- _EXTRAIT À LIRE_

Dans le souci de préserver un niveau d’excellence, les parcours des élèves permettront de s’engager à partir du deuxième cycle de l’enseignement vers une spécialisation tout en distinguant ceux qui souhaiteraient s’engager dans une voie professionnelle et ceux qui voudraient s’engager dans une voie amateur.
La transversalité qui aura été créée au niveau de la formation initiale permettra à ces élèves de posséder l’ensemble des valeurs dont un musicien a besoin aujourd’hui, au 21ème siècle et devrait permettre aussi de développer et d’élargir les filières professionnelles des musiciens.
Dans le cadre de cette orientation, les pratiques d’ensemble devraient être favorisées et à travers un travail studieux et sérieux, trouver les points d’accroche du plaisir musical.
Cet énorme chantier devrait amener à une restructuration qui pour moi tient plus au rééquilibrage qu’à la remise en cause d’un système. Le souci permanent de nos travaux est de donner à ceux qui sont au cœur du processus (les enseignants) un nouvel élan pour pouvoir peut-être transmettre leur savoir avec une meilleure écoute et un meilleur impact. Tout ceci ne pourra pas se faire sans la prise en compte de la réalité des enseignants et de comment les intégrer dans un nouveau dispositif sans qu’ils s’en sentent rejetés. Tout cela se fera en concertation avec le corps enseignant, sans remise en question de leurs compétences respectives.
Si je suis ma lettre des mission, qui naît un peu de l’exemple de l’Histoire des Arts (obligatoire depuis peu) cette réflexion sur la musique pourrait être la pierre fondamentale d’une remise en question de l’ensemble des enseignements artistiques en France dans un esprit de totale transversalité. Peut-être pourrions-nous penser, à l’instar de l’Histoire des Arts aux “Écoles des Arts”…?
Le projet dont vous me parlez semble paradisiaque, presque idéal. En réalité, combien de temps pensez-vous que cela prendra d’intégrer tous ces changements ?
10-15 ans. Il faut considérer cette étape comme une réorientation. Le parc d’enseignants dont nous disposons comporte deux générations différentes, il suffira d’apporter aux uns et aux autres le soutien nécessaire à leur participation à ces éventuelles préconisations.
D’autres points sont abordés par cette mission comme le rôle pédagogique des orchestres symphoniques, se mettre au service de la transmission et de la sensibilisation en déplaçant les orchestres dans les écoles et entreprises mêmes, ce qui se fait déjà beaucoup en Angleterre. Organiser des résidences dans les écoles… plus qu’une mission de représentation, c’est une responsabilité éducative qui est intégrée depuis longtemps dans le cahier des charges de multiples pays européens.
Le numérique est-il intégré dans vos projets ?
Cela va de soi. Le numérique sera enseigné dès le cycle initial. Dans les cycles spécialisés, ce domaine concernera surtout les musiques actuelles qui utilisent énormément ces supports pour la création autant que pour la promotion.
Les musiciens classiques, eux, seraient donc voués à la marginalité alors qu’ils intègrent très vite ces outils informatiques ?
Lors de la mise en place des contenus des programmes LMD, j’ai fortement insisté sur l’intégration du numérique. En effet, il est indispensable que les cursus classiques s’acclimatent à cet outil, nous sommes d’accord. Ne serait-ce que du point de vue de l’auto-promotion et de l’auto-production.

- _DONNÉES RECUEILLIES_
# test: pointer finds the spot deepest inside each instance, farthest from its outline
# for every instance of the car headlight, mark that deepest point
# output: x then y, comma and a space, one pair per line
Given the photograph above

- _CONSIGNES_
1. D'après l'extrait sur l'enseignement de la musique, combien de temps faudra-t-il pour intégrer tous ces changements ?
2. Dans l'extrait sur l'enseignement de la musique, recopiez à l'identique le passage qui débute aux mots « Dans le souci » et s'arrête après les mots « professionnelles des musiciens. ».

- _CORRIGÉ DÉTAILLÉ_
1. Il faudra de 10 à 15 ans.

2.
Dans le souci de préserver un niveau d’excellence, les parcours des élèves permettront de s’engager à partir du deuxième cycle de l’enseignement vers une spécialisation tout en distinguant ceux qui souhaiteraient s’engager dans une voie professionnelle et ceux qui voudraient s’engager dans une voie amateur.
La transversalité qui aura été créée au niveau de la formation initiale permettra à ces élèves de posséder l’ensemble des valeurs dont un musicien a besoin aujourd’hui, au 21ème siècle et devrait permettre aussi de développer et d’élargir les filières professionnelles des musiciens.